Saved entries

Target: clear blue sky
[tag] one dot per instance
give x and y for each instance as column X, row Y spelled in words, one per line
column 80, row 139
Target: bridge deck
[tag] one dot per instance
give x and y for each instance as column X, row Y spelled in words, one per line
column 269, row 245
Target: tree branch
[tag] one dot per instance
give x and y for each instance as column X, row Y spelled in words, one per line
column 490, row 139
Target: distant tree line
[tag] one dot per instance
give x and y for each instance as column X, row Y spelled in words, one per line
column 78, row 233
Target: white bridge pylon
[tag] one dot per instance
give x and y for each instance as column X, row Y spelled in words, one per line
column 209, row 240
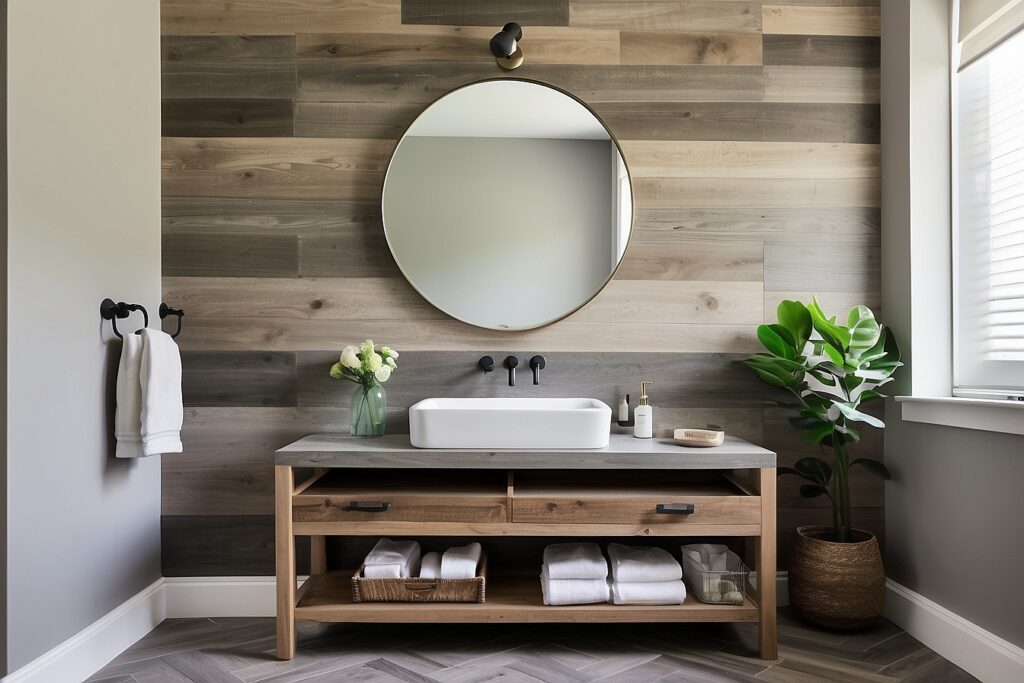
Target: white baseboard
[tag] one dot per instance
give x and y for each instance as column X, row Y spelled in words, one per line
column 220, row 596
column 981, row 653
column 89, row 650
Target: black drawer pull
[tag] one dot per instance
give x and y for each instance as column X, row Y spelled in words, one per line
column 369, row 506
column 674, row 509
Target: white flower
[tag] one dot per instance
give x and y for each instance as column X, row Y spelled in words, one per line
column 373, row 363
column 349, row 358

==

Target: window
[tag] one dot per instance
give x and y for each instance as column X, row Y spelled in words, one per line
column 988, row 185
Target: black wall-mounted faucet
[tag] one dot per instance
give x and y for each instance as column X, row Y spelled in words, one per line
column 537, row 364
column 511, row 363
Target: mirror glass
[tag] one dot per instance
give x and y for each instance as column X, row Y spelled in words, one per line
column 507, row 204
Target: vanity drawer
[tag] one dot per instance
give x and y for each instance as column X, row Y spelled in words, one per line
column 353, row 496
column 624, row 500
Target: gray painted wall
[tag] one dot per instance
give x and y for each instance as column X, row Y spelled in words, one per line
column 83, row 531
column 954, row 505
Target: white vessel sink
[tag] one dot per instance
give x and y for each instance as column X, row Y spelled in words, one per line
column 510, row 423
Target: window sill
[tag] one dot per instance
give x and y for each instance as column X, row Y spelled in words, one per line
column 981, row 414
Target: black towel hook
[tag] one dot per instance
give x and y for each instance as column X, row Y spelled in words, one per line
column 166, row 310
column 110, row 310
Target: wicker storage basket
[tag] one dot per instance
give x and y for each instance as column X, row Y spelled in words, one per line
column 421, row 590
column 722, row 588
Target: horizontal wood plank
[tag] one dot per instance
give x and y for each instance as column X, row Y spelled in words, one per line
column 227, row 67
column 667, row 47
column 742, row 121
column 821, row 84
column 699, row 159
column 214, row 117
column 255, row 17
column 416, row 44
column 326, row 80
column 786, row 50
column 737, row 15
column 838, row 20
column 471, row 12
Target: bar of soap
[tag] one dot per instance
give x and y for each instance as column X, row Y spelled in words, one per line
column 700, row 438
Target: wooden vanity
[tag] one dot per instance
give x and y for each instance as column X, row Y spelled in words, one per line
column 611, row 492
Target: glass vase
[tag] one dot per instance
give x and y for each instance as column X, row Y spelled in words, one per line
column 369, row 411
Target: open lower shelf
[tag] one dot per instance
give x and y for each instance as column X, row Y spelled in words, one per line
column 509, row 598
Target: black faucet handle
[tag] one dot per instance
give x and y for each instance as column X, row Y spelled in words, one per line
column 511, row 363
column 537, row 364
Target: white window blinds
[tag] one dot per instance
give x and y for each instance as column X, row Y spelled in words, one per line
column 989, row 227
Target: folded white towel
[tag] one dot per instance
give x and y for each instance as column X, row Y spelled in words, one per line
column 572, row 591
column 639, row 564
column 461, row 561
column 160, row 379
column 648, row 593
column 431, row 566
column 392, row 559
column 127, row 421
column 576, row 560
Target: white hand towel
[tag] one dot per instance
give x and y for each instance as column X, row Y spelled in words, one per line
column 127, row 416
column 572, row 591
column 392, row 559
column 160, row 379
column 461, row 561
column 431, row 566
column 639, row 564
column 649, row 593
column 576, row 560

> Task statement
Above are some records. Copy each of their lines that holds the string "black".

> Result for this task
Target: black drawer pull
Target: black wall-mounted faucet
Target: black towel hook
Target: black faucet handle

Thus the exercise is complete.